# Your task
Every record below, from the first line to the last, is to be set down again exactly.
*** Material for this exercise Section Begins ***
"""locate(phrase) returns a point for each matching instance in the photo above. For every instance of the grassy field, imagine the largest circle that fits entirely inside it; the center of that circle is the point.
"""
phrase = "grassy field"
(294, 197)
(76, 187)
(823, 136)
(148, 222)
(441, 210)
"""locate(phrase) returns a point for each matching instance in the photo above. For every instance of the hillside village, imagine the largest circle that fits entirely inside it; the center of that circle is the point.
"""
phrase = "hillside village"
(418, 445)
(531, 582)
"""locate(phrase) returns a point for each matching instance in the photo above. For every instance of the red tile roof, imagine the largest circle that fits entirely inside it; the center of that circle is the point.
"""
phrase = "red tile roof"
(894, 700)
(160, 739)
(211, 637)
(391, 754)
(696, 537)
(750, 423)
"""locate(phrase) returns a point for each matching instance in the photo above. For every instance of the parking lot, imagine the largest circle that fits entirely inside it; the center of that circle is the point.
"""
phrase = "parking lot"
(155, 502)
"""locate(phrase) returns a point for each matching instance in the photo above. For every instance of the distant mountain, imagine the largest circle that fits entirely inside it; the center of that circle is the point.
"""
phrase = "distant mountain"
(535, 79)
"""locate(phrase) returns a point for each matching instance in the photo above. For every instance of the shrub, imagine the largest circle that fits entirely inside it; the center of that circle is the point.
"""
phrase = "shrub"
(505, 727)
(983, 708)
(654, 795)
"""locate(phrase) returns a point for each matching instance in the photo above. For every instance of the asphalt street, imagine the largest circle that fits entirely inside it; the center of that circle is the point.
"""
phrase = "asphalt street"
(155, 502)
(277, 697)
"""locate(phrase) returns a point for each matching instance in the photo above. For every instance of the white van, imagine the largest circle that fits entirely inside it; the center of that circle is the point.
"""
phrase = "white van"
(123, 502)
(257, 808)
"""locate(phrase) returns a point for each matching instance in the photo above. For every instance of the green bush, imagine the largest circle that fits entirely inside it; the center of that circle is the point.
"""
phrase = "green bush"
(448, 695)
*** Material for this exercise Section Ends ***
# Problem solution
"""locate(phrase) returns a point for each matching instance in the photo above. For every instance of the grassy field, imagine the largest circle that fits entirely inside it; the center of that circle is the point.
"""
phrase = "grassy field"
(294, 197)
(76, 187)
(823, 136)
(148, 222)
(441, 210)
"""locate(phrase) returns a point for each matching instance in the photo above. For every instance of the hillside village, imagine the largest circle that fits entirely inside it; the center of that circle is the point.
"""
phrase = "hillside village"
(418, 445)
(531, 582)
"""locate(phrase) returns a point for each matching instance in the photo above. For every instance of the red tile roof, imagine the largest circle that fits entirely inside it; the center of that circle is the point.
"""
phrase = "red tile roof"
(894, 700)
(160, 739)
(211, 637)
(391, 754)
(696, 537)
(750, 423)
"""locate(phrase) returns a point for each matching instance in the photo above. For every instance of the parking lot, imagine the largest circle that fits entirely inside it; the center of that circle is the point.
"""
phrase = "parking lot"
(155, 502)
"""locate(phrase) returns a point for each matching instance in the photo above. For every instance of the distant mountain, imagine the largest circle that fits entirely inside it; the center of that circle is the point.
"""
phrase = "distant mountain"
(535, 79)
"""locate(phrase) returns a point for each matching instance in the photo above. For every instance of the shrub, imagine the largest circle that fits entirely inside it; the center of that circle is the point.
"""
phrase = "shrub"
(505, 727)
(983, 708)
(654, 795)
"""locate(phrase) returns a point for each matching instance in the photo above. For every instance of the asphalt street, imagine the largest circle that fits entirely inside it; the center of that circle is the point.
"""
phrase = "asphalt street"
(155, 502)
(277, 697)
"""locate(phrase) returns a point for each matching instance in the photo above. For every instance of the white van, imagine the largest circle that fits entirely inside it; the center of that circle is the point.
"""
phrase = "white van"
(123, 502)
(257, 808)
"""locate(phrase) returns a point for each matching instance in the photo above. For every instance of the green bush, imagine the largest circle that fits entirely inside it; the center of that circle is the point.
"""
phrase = "green bush"
(448, 695)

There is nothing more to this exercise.